WORK ITEM>
Reproduce the line that holds "Target: river water" together with all the lines after it up to the end of the entries.

DATA EXTRACT>
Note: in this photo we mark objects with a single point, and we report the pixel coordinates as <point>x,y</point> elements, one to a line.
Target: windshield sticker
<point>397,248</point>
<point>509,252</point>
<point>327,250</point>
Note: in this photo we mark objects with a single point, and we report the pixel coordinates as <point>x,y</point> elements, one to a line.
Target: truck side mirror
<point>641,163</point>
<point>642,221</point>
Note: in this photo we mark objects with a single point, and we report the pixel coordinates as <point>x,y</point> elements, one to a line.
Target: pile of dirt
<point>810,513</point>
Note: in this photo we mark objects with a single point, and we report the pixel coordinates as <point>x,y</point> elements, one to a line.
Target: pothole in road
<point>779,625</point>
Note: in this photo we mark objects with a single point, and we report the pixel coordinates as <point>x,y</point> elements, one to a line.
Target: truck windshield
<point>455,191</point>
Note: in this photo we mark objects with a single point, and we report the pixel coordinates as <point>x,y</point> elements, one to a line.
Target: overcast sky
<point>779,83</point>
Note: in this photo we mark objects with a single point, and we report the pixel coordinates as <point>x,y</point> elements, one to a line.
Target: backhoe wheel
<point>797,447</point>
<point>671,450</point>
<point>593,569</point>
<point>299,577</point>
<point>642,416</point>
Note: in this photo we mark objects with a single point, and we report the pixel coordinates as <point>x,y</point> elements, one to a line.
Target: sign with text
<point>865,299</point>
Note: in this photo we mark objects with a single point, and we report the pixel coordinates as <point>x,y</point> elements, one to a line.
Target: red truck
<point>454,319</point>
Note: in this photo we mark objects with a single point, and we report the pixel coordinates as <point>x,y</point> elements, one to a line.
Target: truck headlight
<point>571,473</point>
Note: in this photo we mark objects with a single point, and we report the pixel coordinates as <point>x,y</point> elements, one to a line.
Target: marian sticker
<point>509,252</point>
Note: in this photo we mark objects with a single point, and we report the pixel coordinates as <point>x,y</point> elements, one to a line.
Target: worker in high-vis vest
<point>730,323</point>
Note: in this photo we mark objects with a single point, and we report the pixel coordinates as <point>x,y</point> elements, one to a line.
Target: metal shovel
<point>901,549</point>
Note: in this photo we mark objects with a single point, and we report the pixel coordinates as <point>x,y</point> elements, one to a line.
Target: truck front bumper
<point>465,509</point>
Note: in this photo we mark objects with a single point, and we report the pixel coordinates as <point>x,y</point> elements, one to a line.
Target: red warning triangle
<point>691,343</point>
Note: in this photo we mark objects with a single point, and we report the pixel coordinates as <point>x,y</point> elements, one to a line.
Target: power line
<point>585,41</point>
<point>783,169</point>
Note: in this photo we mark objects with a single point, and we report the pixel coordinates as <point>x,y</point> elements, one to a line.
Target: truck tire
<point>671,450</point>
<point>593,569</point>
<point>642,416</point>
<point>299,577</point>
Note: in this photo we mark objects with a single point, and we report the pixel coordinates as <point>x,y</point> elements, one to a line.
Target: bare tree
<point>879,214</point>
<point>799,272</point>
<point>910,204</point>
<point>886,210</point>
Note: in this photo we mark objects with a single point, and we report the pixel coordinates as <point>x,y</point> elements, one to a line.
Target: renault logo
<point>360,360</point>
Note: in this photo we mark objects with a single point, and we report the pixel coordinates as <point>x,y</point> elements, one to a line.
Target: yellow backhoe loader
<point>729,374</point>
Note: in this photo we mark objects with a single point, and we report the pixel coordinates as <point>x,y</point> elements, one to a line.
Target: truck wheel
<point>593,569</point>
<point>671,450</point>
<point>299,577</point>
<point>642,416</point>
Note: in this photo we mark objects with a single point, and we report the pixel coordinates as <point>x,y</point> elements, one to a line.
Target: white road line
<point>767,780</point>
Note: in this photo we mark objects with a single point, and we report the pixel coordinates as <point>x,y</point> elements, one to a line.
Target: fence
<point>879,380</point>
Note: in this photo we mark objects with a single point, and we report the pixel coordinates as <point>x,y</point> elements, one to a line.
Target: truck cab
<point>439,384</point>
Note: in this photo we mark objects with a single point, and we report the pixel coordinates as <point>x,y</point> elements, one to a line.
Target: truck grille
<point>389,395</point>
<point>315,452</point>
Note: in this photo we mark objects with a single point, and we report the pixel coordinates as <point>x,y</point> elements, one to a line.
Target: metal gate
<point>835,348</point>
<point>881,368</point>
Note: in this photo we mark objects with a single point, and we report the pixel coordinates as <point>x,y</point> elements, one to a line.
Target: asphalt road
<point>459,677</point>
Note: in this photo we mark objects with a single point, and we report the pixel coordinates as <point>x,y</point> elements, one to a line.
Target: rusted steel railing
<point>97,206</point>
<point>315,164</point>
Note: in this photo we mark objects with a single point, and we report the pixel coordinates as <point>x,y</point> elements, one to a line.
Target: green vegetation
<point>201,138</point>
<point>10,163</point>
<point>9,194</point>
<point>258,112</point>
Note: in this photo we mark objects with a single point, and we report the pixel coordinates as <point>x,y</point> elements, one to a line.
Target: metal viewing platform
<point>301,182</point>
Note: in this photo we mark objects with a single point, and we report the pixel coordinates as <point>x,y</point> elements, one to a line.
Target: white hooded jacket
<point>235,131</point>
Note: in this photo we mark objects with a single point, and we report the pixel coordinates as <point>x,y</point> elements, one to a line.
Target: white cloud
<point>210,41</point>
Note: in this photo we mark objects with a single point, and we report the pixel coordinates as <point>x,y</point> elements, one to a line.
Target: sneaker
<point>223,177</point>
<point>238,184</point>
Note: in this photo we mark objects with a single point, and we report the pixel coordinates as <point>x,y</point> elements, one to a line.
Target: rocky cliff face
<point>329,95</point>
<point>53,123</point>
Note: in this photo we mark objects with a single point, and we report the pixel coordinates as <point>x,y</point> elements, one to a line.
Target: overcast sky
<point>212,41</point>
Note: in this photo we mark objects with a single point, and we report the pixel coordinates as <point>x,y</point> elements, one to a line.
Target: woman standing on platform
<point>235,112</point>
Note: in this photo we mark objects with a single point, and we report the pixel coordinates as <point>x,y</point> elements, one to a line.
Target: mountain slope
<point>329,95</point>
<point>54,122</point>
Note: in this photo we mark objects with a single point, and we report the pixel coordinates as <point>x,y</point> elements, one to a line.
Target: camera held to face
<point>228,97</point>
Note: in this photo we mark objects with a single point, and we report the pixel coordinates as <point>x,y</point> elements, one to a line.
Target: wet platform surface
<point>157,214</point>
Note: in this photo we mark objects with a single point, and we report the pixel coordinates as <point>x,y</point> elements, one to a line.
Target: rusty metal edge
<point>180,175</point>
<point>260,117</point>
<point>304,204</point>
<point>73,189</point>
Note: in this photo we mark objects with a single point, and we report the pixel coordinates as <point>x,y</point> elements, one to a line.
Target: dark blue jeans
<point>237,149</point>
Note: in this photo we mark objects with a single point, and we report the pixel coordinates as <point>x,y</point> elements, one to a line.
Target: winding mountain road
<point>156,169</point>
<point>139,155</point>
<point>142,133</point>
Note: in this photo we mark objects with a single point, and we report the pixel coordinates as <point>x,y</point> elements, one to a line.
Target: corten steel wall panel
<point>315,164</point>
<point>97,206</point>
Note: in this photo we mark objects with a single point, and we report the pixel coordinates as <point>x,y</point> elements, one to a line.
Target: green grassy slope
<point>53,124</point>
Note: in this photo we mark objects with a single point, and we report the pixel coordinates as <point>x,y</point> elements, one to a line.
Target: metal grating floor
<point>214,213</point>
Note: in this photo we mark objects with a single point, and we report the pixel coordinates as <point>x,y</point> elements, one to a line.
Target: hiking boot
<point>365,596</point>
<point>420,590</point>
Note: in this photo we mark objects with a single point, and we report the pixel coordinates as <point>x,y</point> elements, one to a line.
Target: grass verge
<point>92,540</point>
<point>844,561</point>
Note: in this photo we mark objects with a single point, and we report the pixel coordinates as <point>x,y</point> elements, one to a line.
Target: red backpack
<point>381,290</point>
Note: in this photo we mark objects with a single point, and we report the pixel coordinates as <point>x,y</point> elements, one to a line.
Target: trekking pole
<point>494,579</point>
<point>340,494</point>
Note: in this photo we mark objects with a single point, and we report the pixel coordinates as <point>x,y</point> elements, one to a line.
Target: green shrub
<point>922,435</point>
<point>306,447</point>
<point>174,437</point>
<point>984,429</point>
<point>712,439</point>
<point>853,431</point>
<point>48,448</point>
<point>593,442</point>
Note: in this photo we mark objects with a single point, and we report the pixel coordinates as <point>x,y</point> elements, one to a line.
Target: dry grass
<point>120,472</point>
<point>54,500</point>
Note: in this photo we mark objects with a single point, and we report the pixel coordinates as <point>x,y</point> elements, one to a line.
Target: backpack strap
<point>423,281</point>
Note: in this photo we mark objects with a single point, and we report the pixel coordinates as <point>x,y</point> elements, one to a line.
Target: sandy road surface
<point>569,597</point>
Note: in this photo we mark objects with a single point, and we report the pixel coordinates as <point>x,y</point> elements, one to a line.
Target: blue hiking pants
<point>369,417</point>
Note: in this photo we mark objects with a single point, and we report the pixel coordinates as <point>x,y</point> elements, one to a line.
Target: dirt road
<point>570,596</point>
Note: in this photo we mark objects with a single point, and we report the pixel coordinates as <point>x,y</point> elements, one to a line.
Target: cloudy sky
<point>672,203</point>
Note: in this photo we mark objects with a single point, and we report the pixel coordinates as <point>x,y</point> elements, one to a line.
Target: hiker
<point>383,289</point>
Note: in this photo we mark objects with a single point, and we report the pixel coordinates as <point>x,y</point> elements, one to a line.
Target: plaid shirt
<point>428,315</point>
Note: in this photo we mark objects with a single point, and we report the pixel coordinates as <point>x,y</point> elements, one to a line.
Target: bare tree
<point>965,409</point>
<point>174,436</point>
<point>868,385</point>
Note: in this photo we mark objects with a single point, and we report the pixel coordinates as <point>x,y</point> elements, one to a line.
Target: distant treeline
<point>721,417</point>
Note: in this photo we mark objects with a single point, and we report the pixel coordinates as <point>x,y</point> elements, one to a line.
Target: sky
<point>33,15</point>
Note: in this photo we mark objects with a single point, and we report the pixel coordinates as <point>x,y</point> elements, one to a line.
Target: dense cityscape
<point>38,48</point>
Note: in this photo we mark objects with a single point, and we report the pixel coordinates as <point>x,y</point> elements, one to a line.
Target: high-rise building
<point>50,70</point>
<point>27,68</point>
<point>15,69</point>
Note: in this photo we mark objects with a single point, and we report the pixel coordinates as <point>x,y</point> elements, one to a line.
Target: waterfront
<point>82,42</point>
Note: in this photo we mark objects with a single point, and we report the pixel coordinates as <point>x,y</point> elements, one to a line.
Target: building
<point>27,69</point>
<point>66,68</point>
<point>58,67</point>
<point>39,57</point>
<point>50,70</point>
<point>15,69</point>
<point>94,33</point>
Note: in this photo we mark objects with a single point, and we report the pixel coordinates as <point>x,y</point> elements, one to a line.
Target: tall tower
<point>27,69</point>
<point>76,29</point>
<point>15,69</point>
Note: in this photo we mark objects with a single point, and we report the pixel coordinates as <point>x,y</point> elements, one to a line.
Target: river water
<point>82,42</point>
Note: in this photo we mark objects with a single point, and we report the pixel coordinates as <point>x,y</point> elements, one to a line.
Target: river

SOLUTION FOR THIS EXERCISE>
Target: river water
<point>82,42</point>
Note: in this photo we mark objects with a single point, and we report the pixel coordinates as <point>x,y</point> elements, one to a line.
Target: river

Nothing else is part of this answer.